**Material shown:**

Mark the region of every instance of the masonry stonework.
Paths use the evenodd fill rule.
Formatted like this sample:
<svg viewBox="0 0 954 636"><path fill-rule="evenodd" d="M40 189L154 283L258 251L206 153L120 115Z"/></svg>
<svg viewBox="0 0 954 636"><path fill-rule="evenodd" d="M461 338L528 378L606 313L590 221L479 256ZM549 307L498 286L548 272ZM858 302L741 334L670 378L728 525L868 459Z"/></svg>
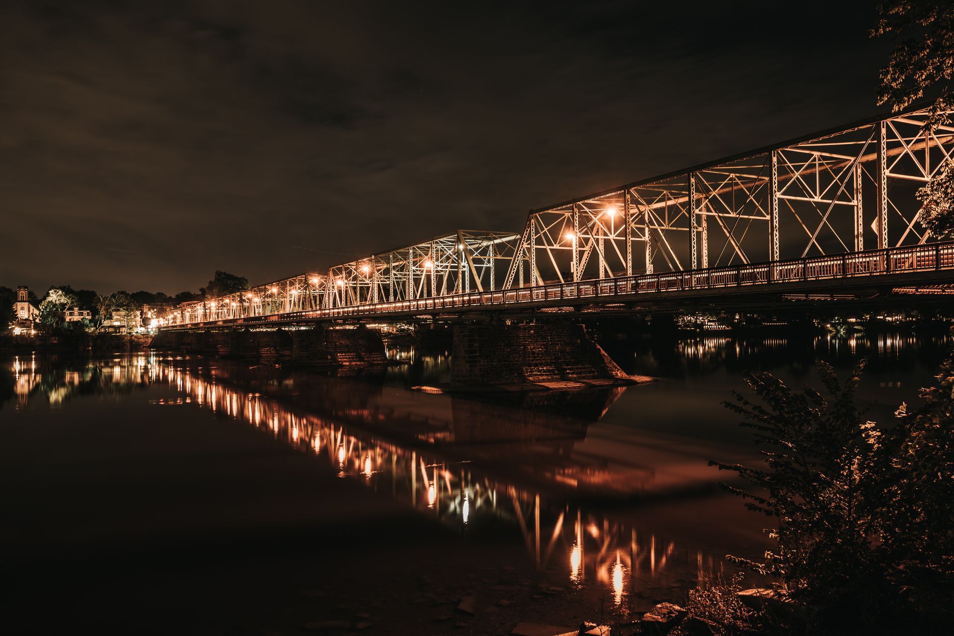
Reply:
<svg viewBox="0 0 954 636"><path fill-rule="evenodd" d="M626 378L582 325L460 324L452 384L510 384Z"/></svg>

**Given task:** Reproduce the entries above verbatim, omitting the pictures from your response.

**Output below:**
Mark the region of every instance of the masonry stonework.
Paths use the evenodd fill rule.
Formatted like this sample:
<svg viewBox="0 0 954 636"><path fill-rule="evenodd" d="M40 189L154 283L258 251L206 153L120 115Z"/></svg>
<svg viewBox="0 0 954 636"><path fill-rule="evenodd" d="M461 338L528 378L606 313L590 221L479 256ZM549 307L498 286L548 272ZM858 302L741 334L670 378L728 525L868 459Z"/></svg>
Reply:
<svg viewBox="0 0 954 636"><path fill-rule="evenodd" d="M626 378L582 325L460 324L452 384L510 384Z"/></svg>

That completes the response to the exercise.